» Texte fourni:
-----
Le tragique de l’Histoire
Parole d’ancien soldat, Louis-Ferdinand Céline a résumé les choses: « on est puceau de l’horreur comme on l’est de la volupté.» La guerre n’est pas encore entrée chez nous, mais elle frappe à la porte et chacun retient son souffle. Presque trois générations de Français n’ont jamais connu que la paix. Depuis quand notre nation n’a-t-elle pas senti le vent du boulet frôler ses oreilles ? D’une certaine façon, très singulière il est vrai, depuis 1962.
Le 19 mars prochain, nous célébrerons le soixantième anniversaire de la signature des accords d’Evian. Tramor Quemeneur, enseignant aux Universités de Paris VIII et Cergy, publie un magnifique album en compagnie de Philippe Labro : « La guerre d’Algérie en direct » (Historia-Le Cerf 504 p. 39 €).
Pour Regards Protestants, cet historien relate quelques données de cet ancien conflit, comme on partage des sources de réflexion.
Première observation : le manque de lucidité demeure une constante des gens face au tragique de l’Histoire.
« Du fait de la répression qui s’est abattue sur les manifestants de Sétif, le 8 mai 1945, on peut dire que la France avait elle-même favorisé les conditions d’une guerre, estime Tramor Quemeneur. Un nombre important d’algériens avaient contribué à la Libération de notre pays pouvaient nourrir le sentiment de mériter un juste retour des choses. Quand ils ont vu de quelle manière ils étaient traités, la rupture a été irrémédiable. Mais les populations d’origine européenne et les gouvernements de la quatrième République ont refusé d’en admettre l’évidence. »
A cela s’ajoute la division des familles politiques.
-----
» Données fournies:

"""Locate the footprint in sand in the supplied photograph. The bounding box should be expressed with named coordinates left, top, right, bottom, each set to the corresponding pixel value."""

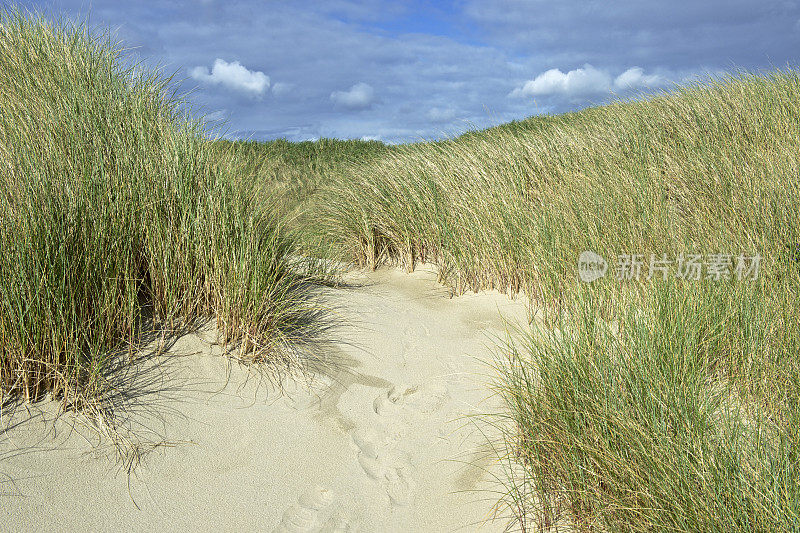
-----
» Consigne 1: Recopiez fidèlement le passage du texte fourni qui commence aux mots « Le 19 mars prochain, nous » et se termine après « sources de réflexion. ».
» Consigne 2: Dressez la liste de toutes les personnes désignées par leur nom dans le texte fourni.

» Corrigé 1:
Le 19 mars prochain, nous célébrerons le soixantième anniversaire de la signature des accords d’Evian. Tramor Quemeneur, enseignant aux Universités de Paris VIII et Cergy, publie un magnifique album en compagnie de Philippe Labro : « La guerre d’Algérie en direct » (Historia-Le Cerf 504 p. 39 €).
Pour Regards Protestants, cet historien relate quelques données de cet ancien conflit, comme on partage des sources de réflexion.

» Corrigé 2: Louis-Ferdinand Céline, Tramor Quemeneur, Philippe Labro